* [The problem]: Filter the entries for the word "building". Copy each line that has it.

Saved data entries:
******************************

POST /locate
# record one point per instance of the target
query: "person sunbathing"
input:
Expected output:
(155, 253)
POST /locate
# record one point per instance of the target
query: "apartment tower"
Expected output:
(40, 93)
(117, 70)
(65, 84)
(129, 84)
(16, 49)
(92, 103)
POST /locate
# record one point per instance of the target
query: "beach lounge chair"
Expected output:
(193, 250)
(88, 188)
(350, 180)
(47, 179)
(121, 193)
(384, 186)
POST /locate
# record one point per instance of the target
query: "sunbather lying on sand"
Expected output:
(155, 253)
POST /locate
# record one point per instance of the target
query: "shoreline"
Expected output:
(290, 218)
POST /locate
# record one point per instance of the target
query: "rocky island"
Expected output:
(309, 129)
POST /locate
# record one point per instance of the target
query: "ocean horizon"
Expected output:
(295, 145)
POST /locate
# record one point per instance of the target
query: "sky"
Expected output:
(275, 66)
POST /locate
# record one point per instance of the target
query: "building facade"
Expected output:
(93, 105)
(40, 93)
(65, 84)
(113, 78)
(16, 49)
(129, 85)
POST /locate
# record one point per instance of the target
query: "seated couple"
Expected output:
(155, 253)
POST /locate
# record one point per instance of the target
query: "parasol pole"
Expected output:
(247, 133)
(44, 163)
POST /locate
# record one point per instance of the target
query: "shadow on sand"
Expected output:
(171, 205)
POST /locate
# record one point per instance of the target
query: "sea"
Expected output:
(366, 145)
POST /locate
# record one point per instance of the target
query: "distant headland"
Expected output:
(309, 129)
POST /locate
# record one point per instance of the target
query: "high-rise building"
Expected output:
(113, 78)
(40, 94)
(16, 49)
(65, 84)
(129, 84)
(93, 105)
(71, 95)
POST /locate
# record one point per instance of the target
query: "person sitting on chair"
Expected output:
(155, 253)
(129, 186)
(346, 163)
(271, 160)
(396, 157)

******************************

* [Exercise response]:
query: "building facade"
query: "high-rise building"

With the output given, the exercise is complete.